=== PROVIDED RECORDS ===

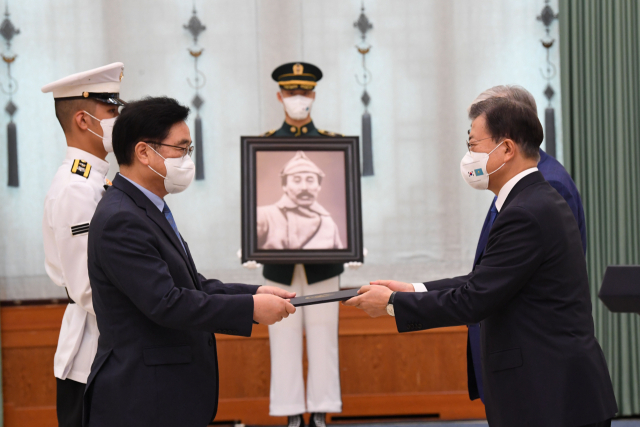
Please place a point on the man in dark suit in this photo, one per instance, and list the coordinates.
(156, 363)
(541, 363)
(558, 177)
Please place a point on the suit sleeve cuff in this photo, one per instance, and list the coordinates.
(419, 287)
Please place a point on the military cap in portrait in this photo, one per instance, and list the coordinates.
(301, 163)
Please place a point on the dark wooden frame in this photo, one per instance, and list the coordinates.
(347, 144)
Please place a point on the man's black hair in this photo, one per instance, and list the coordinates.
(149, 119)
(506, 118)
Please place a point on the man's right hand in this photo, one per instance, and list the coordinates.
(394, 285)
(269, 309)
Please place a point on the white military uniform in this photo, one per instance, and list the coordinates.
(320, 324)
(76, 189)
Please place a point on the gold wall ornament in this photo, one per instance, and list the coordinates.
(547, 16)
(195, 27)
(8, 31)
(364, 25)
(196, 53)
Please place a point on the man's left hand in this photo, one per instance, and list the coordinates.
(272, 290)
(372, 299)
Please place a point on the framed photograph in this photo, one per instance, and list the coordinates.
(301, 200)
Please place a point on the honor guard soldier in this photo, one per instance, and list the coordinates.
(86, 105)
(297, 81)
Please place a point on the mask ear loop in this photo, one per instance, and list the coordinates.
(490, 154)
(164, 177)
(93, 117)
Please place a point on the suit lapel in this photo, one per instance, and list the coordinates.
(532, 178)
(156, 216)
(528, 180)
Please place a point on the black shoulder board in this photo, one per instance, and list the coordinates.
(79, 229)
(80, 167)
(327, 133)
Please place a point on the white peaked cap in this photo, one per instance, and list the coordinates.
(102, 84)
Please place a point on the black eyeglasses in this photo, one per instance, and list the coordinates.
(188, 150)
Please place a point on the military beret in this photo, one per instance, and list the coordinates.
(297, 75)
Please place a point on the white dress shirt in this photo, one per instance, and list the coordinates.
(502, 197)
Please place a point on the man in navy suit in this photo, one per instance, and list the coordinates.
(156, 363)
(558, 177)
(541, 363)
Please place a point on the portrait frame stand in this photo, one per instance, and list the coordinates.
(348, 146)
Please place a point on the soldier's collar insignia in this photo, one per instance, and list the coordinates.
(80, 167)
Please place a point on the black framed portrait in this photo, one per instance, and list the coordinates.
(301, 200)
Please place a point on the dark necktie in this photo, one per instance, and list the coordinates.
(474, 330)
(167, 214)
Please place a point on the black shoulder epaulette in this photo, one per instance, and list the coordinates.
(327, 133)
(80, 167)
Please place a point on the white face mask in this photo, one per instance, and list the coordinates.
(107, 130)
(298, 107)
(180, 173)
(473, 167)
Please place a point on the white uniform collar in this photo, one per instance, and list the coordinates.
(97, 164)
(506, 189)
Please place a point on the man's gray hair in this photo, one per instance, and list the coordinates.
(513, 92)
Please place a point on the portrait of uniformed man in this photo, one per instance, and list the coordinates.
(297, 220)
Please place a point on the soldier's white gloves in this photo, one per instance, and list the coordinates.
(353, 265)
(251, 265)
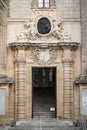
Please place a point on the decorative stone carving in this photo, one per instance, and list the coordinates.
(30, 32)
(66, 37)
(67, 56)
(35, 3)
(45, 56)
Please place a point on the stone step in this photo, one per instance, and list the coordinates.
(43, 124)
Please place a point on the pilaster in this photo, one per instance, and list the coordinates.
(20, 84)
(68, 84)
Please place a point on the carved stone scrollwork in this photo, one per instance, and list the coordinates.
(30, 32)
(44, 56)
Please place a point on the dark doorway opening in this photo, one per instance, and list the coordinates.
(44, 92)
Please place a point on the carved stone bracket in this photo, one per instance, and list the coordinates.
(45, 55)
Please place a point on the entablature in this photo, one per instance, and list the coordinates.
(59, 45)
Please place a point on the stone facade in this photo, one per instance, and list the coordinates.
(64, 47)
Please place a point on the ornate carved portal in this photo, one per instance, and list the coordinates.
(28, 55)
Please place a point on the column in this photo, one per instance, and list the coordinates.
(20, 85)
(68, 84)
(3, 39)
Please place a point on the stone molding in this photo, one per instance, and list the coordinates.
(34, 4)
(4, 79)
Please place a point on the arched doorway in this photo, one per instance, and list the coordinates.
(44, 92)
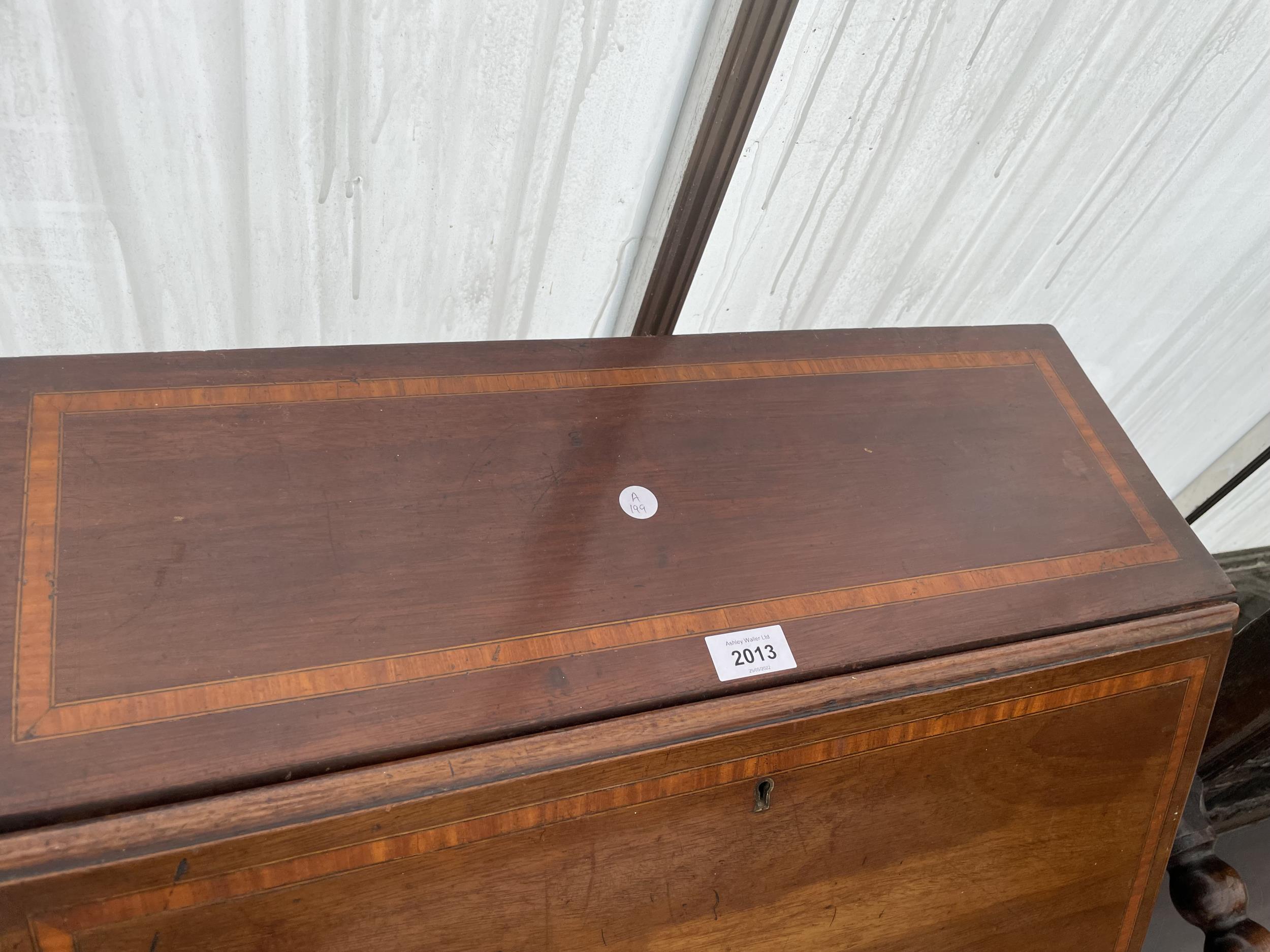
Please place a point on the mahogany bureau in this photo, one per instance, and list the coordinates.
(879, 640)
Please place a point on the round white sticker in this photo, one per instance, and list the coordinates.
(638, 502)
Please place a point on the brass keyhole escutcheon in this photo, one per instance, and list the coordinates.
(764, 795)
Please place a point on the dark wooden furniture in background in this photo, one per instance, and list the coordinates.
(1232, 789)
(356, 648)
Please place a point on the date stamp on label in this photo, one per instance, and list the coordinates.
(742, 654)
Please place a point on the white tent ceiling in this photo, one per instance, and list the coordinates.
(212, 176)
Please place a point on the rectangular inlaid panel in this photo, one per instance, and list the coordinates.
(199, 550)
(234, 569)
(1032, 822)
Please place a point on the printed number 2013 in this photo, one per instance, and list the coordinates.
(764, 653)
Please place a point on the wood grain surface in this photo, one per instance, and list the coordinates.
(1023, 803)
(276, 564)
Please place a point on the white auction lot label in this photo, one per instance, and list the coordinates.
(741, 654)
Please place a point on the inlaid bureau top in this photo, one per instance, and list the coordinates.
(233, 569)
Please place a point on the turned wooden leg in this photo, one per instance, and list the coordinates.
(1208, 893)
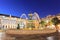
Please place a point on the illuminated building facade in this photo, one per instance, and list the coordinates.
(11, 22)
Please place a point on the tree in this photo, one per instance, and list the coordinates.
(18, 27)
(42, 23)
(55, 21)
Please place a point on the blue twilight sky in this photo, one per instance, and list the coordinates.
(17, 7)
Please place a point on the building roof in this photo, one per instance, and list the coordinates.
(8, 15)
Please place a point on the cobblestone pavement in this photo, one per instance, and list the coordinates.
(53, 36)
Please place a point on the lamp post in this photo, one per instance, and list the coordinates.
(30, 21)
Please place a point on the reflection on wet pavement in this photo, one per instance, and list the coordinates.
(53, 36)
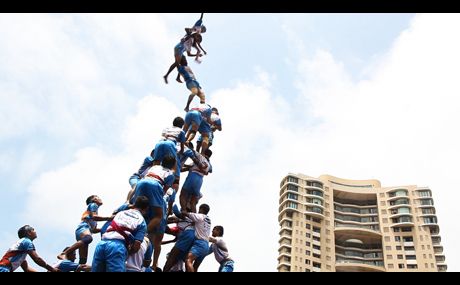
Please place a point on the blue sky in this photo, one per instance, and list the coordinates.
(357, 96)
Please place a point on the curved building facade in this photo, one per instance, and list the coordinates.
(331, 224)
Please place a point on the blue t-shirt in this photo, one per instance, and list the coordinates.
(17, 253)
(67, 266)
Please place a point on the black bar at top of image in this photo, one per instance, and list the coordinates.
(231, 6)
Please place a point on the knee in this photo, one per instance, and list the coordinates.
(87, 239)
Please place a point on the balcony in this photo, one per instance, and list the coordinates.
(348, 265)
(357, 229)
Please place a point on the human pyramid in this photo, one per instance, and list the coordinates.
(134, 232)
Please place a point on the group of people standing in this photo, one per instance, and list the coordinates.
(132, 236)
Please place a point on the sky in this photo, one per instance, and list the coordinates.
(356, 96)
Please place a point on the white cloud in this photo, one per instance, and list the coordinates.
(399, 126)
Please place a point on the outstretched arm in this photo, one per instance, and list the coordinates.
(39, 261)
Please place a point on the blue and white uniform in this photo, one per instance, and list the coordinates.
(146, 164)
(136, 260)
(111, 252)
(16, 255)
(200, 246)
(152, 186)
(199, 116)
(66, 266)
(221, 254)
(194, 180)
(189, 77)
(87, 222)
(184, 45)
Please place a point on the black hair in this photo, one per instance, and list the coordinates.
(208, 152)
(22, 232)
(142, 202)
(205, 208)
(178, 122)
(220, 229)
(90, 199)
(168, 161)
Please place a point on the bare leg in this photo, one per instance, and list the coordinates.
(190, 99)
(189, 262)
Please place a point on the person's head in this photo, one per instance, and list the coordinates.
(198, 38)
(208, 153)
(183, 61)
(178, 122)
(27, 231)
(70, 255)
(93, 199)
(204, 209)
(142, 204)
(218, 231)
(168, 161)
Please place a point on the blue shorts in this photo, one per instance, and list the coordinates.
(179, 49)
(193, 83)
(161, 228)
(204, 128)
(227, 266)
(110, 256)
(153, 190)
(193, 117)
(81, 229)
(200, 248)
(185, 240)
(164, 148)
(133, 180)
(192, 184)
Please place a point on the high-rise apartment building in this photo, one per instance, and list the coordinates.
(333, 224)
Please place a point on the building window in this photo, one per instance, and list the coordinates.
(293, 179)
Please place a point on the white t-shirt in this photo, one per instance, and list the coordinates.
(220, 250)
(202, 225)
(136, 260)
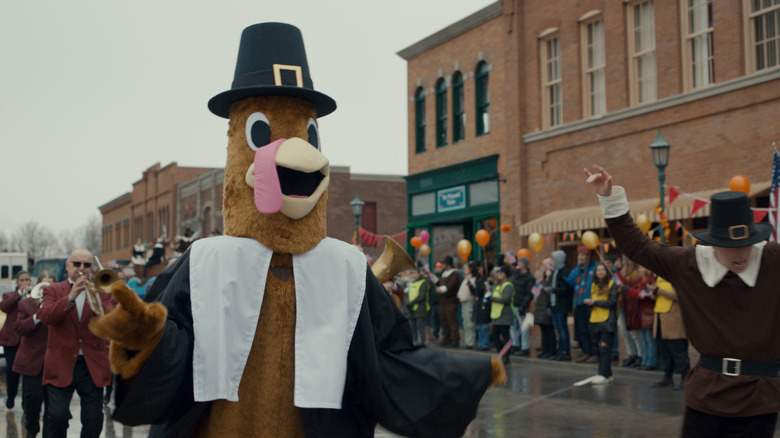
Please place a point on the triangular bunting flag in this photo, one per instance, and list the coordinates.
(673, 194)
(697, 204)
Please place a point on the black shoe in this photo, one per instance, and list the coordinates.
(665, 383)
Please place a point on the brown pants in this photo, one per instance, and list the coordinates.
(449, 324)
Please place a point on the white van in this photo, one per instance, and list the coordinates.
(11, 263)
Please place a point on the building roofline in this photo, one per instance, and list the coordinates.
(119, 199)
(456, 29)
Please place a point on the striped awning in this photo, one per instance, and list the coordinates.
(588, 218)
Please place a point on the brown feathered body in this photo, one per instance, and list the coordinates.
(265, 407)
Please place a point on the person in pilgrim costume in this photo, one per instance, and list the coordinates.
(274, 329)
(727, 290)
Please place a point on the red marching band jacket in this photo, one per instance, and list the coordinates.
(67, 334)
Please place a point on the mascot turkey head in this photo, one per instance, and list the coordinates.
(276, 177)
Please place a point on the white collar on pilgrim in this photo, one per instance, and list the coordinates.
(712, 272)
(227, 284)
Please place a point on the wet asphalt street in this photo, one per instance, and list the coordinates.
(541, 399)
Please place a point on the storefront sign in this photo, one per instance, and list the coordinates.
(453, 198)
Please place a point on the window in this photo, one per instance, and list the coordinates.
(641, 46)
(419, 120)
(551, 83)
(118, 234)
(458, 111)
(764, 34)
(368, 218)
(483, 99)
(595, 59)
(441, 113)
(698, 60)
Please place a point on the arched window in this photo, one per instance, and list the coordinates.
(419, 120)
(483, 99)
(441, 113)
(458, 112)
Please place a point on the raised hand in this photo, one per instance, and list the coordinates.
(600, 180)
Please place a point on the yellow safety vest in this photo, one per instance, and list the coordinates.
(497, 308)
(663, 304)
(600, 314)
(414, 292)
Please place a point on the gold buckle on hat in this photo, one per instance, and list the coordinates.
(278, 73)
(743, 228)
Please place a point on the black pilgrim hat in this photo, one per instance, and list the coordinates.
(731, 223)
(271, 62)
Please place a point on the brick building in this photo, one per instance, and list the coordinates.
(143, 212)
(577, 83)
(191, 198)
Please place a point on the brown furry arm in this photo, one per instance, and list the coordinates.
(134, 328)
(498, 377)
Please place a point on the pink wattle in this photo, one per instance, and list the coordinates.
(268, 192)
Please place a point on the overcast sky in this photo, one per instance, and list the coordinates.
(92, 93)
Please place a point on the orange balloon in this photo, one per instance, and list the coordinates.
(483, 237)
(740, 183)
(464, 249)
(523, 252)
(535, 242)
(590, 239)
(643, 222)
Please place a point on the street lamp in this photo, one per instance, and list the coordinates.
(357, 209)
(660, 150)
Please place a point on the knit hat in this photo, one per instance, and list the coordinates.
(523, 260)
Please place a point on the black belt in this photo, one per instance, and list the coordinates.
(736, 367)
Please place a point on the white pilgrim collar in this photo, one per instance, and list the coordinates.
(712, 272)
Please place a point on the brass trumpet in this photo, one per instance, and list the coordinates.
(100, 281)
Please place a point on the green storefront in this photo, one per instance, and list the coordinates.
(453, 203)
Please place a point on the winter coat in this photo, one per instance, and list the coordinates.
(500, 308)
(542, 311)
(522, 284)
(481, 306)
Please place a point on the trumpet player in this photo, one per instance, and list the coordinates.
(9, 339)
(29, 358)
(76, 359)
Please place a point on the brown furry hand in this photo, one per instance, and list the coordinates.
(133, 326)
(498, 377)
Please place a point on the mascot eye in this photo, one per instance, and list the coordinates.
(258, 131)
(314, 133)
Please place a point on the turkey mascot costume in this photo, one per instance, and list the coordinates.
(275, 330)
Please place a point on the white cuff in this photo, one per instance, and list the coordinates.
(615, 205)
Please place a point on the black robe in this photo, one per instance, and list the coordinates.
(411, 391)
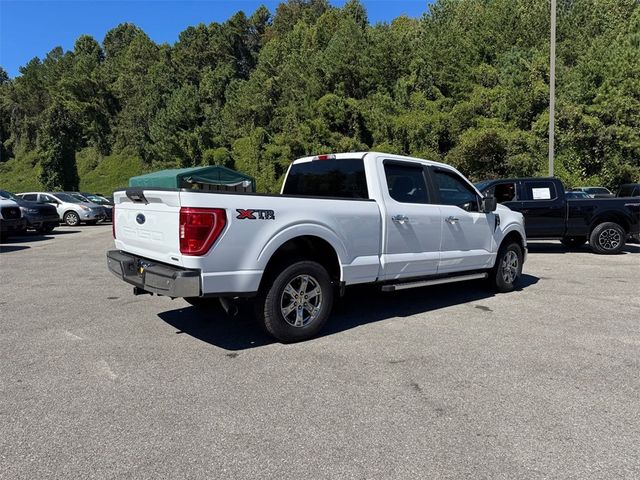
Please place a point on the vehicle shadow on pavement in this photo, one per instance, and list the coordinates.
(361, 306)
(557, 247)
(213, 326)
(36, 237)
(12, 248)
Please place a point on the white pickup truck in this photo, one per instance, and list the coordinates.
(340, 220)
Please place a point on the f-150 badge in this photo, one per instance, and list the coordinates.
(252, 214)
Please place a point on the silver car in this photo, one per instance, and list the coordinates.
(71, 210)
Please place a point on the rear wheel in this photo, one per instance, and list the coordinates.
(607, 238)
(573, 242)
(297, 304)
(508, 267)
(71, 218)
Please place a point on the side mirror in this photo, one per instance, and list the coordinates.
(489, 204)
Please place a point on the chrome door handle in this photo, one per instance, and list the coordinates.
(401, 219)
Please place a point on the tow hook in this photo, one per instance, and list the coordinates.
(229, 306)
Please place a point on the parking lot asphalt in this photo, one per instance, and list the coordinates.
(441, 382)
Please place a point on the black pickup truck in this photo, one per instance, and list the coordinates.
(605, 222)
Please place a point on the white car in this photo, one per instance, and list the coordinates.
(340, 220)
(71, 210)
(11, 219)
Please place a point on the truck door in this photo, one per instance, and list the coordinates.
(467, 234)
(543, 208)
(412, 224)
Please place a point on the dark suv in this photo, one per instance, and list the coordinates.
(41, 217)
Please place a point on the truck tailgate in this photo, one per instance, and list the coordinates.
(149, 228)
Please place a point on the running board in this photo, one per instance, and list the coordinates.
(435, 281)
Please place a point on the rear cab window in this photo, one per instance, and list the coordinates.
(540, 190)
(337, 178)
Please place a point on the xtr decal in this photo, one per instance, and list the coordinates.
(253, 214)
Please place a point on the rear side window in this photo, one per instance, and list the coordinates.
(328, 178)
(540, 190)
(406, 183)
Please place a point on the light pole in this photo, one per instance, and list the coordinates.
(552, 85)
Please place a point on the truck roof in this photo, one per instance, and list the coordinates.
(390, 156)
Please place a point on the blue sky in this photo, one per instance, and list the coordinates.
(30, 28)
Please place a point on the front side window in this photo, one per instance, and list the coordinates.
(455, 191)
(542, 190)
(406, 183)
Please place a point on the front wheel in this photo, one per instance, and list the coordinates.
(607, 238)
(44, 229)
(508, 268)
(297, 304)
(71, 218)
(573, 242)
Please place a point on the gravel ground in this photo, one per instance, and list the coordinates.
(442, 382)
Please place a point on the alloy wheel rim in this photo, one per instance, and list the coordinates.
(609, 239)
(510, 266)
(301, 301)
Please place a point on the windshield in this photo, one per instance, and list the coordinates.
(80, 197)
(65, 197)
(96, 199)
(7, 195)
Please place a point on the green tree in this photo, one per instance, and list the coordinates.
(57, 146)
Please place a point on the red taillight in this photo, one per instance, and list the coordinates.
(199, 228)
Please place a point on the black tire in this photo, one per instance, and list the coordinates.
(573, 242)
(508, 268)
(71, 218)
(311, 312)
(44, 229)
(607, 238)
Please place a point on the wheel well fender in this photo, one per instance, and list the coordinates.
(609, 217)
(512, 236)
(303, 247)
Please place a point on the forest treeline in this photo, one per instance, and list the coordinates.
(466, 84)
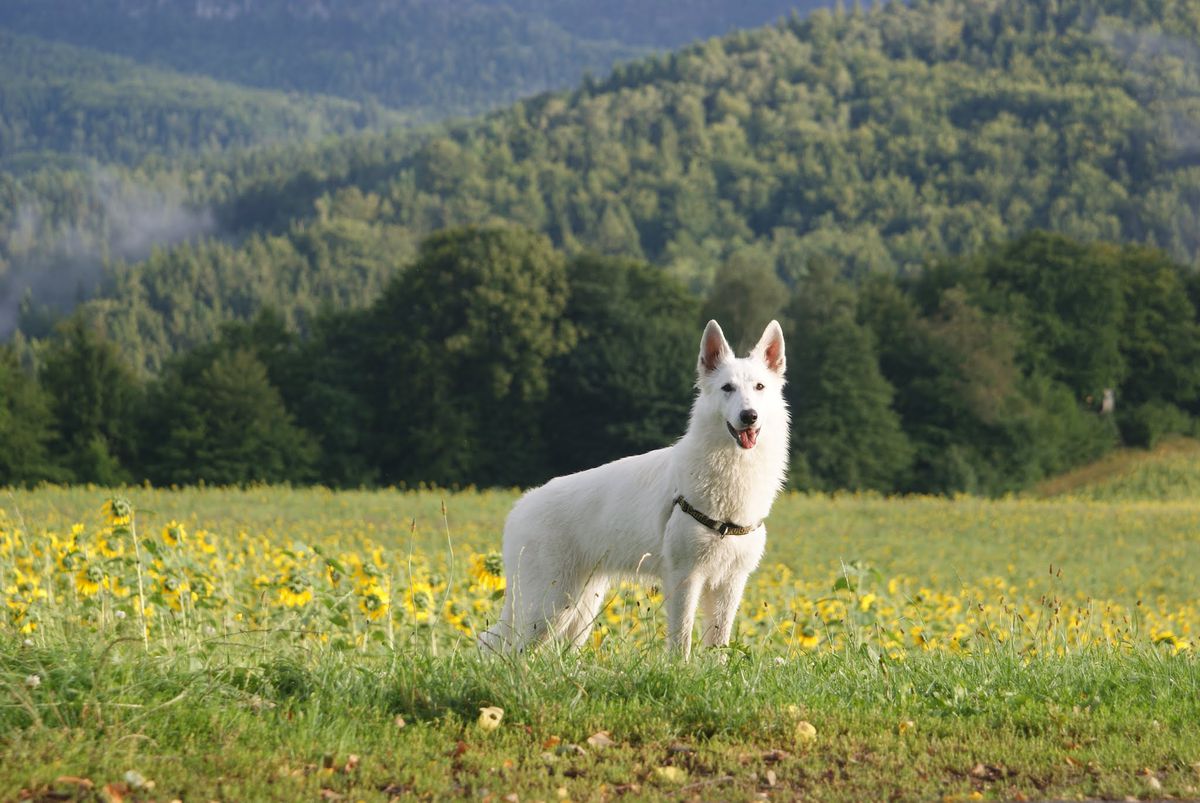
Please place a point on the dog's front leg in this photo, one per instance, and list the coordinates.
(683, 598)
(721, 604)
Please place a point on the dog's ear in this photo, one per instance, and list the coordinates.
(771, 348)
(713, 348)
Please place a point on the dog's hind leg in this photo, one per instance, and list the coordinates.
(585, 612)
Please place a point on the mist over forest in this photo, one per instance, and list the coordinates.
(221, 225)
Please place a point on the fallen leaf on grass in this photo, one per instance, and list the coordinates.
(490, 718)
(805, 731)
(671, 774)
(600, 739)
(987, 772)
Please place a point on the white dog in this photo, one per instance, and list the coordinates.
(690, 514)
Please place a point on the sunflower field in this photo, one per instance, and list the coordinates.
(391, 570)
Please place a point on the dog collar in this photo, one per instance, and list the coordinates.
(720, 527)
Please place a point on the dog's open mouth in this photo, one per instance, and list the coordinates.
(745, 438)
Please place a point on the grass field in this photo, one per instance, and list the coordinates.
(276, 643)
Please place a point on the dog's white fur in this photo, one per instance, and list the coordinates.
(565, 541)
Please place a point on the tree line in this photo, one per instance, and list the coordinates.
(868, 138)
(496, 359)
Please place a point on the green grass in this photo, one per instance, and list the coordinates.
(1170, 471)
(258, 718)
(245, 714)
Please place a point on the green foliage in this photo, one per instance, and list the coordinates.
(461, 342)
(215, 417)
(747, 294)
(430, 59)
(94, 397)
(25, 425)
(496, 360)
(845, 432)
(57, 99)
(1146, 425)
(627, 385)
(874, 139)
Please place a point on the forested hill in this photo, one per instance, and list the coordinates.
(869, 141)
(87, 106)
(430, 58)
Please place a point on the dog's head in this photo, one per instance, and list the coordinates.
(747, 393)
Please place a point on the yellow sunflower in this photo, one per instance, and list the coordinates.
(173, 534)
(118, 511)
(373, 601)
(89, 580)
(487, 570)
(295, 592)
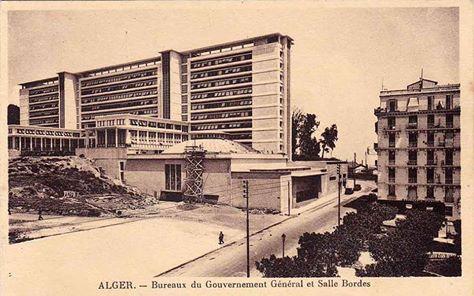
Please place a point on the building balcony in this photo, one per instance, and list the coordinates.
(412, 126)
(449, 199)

===

Rewrite the records from the line containing "Please place a point on the dog's head" through the end of the records, inclusive, switching "sunflower" to "daisy" and changing nothing else. Omit the pictures.

Please place a point on the dog's head in this photo, one per instance, and list the coordinates.
(747, 393)
Please place a point on the yellow daisy in this photo, one per instance, and list the coordinates.
(173, 534)
(118, 511)
(373, 601)
(89, 580)
(487, 570)
(295, 592)
Please place a point on the building balcony in this photo, one per instance, and list the coordinates.
(412, 126)
(449, 199)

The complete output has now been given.